وَاِذَا حُشِرَ النَّاسُ كَانُوا لَهُمْ اَعْدَٓاءً وَكَانُوا بِعِبَادَتِهِمْ كَافِر۪ينَ
Haşera حشر :
Haşr حَشْرٌ bir topluluğu yerleşik oldukları yerlerinden çıkarıp ve koparır gibi ayırıp savaşa veya başka bir şeye götürmektir. حَشْرٌ kelimesi gerek insan gerek diğer varlıklar için ancak yalnızca bir toplulukla ilgili kullanılır. (Müfredat)
Kuran’ı Kerim’de sülasi fiil ve üç farklı isim formunda olmak üzere 43 defa geçmiştir. (Mu'cemu-l Mufehres)
Türkçede kullanılan şekilleri haşrolmak, mahşer, haşere ve haşerattır. (Kuranı Anlayarak Okuma Rehberi)
وَاِذَا حُشِرَ النَّاسُ كَانُوا لَهُمْ اَعْدَٓاءً وَكَانُوا بِعِبَادَتِهِمْ كَافِر۪ينَ
وَ atıf harfidir. Atıf harflerinden biri kullanılarak iki kelimeyi veya iki cümleyi birbirine bağlamaya atf-ı nesak denir. Atıf harfinden önce gelene matufun aleyh, sonra gelene matuf denir. Matuf ve matufun aleyh arasında irab bakımından, sıyga bakımından, cümlelerin haberî veya inşaî olması bakımından uyum olur. Mana bakımından aralarında uygunluk varsa fiil isme atfedilebilir. Müstetir zamir atıf olmaz. Matufun îrabı her zaman için matufun aleyhe uyar.

■ ■ ■ ■ ■

# Yapılacaklar
1) Metinde haşr kelimesinin Türkçede kullanıldığı belirtilen şekilleri sıralayın.
2) Metnin "Türkçede kullanılan şekilleri" ifadesinden "matufun aleyhe uyar." ifadesine kadar olan kısmını, bu ifade de dahil olmak üzere harfi harfine yeniden yazın.
Satırların bu çalışmayla bir ilgisi yoktur.

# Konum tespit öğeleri

■ ■ ■ ■ ■

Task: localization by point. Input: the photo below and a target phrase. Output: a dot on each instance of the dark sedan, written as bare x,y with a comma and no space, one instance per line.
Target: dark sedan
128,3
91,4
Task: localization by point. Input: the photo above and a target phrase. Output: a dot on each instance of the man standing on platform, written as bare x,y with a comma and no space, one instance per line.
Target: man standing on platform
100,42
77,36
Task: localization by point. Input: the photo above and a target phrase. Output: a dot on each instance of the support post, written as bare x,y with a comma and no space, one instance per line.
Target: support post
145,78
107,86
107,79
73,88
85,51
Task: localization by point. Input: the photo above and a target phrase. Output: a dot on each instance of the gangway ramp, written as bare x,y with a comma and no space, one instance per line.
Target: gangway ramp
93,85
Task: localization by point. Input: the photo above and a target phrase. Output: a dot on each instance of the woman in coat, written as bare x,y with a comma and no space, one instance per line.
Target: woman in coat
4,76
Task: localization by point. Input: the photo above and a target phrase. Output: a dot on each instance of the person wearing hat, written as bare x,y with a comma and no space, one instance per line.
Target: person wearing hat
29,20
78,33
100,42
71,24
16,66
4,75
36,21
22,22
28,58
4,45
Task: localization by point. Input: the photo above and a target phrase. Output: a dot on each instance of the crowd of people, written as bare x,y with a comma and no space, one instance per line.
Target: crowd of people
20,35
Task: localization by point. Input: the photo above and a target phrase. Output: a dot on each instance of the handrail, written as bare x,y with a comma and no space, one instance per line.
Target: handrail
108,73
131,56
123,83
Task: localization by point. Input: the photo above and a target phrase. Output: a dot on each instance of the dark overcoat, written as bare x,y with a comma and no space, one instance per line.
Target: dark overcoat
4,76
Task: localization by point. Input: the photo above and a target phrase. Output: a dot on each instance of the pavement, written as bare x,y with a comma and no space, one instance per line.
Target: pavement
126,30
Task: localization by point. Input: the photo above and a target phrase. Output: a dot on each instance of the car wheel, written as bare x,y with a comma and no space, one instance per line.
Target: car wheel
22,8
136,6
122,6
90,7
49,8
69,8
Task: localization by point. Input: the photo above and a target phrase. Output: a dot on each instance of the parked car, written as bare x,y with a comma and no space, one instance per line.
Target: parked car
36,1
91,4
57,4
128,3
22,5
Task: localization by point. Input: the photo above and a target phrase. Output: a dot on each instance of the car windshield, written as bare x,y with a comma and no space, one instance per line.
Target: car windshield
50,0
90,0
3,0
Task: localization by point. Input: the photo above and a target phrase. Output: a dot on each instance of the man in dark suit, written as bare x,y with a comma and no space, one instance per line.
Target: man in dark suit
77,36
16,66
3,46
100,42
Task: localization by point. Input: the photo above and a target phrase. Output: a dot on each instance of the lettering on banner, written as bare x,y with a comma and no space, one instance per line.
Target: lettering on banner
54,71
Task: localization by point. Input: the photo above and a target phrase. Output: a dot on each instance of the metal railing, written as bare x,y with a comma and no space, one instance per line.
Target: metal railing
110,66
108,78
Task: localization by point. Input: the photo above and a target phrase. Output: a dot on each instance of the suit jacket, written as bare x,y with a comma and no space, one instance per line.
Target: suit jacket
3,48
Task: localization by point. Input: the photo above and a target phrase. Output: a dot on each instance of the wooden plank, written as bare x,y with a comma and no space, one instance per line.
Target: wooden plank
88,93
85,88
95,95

■ ■ ■ ■ ■

# Görev Çözümleri
1) haşrolmak, mahşer, haşere, haşerat

2)
Türkçede kullanılan şekilleri haşrolmak, mahşer, haşere ve haşerattır. (Kuranı Anlayarak Okuma Rehberi)
وَاِذَا حُشِرَ النَّاسُ كَانُوا لَهُمْ اَعْدَٓاءً وَكَانُوا بِعِبَادَتِهِمْ كَافِر۪ينَ
وَ atıf harfidir. Atıf harflerinden biri kullanılarak iki kelimeyi veya iki cümleyi birbirine bağlamaya atf-ı nesak denir. Atıf harfinden önce gelene matufun aleyh, sonra gelene matuf denir. Matuf ve matufun aleyh arasında irab bakımından, sıyga bakımından, cümlelerin haberî veya inşaî olması bakımından uyum olur. Mana bakımından aralarında uygunluk varsa fiil isme atfedilebilir. Müstetir zamir atıf olmaz. Matufun îrabı her zaman için matufun aleyhe uyar.